Point-based annotation data
--- START ---
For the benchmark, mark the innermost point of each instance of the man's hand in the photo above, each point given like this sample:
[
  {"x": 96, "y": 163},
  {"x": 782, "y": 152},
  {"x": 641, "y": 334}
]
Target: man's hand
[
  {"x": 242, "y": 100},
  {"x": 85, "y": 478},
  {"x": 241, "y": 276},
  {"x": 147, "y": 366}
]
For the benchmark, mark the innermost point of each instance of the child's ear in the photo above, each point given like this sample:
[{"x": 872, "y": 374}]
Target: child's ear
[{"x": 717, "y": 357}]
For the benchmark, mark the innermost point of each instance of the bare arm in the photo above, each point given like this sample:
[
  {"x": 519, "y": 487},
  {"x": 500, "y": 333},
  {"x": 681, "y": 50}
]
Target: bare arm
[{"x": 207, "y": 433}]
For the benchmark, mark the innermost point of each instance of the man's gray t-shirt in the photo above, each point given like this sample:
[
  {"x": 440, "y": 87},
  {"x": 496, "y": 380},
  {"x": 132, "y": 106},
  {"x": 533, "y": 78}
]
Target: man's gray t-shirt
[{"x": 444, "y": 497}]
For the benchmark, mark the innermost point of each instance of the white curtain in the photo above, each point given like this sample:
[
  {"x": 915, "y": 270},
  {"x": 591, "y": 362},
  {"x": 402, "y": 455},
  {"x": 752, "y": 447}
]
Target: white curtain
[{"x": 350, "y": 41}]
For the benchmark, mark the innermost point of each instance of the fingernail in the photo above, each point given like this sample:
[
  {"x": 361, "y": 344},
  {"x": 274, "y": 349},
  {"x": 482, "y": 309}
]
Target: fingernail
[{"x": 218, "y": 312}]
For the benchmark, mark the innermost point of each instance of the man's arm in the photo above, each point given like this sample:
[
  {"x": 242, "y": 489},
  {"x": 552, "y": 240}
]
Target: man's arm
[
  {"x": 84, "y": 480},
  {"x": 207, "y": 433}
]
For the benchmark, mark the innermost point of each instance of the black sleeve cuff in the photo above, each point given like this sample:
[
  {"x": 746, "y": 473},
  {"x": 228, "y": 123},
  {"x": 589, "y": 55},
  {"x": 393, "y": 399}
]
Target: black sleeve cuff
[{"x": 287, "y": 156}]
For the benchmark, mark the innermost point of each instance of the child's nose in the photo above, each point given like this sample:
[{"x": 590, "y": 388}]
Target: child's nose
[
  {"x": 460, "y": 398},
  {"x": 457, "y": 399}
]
--- END ---
Carry over every line from the one containing "the man's arm" down to the end of the data. Add 62 to each x and y coordinate in the answers only, and leave every other number unchanged.

TASK RESULT:
For the benchmark, mark the innermost point of each instance of the man's arm in the photo above, each point given like this sample:
[
  {"x": 242, "y": 489},
  {"x": 552, "y": 240}
]
Target: man's arm
[
  {"x": 146, "y": 542},
  {"x": 269, "y": 495}
]
For the benchmark, mark the innermost point of each instance of the black sleeve cuff in the photo above, each point given like this sample:
[
  {"x": 746, "y": 473},
  {"x": 228, "y": 123},
  {"x": 589, "y": 55},
  {"x": 393, "y": 399}
]
Target: black sleeve cuff
[{"x": 349, "y": 218}]
For the benchmark, mark the innermost point of each instance of the child's nose in the photo above, each point given like this sample:
[{"x": 590, "y": 388}]
Target: child's nose
[
  {"x": 522, "y": 460},
  {"x": 519, "y": 461}
]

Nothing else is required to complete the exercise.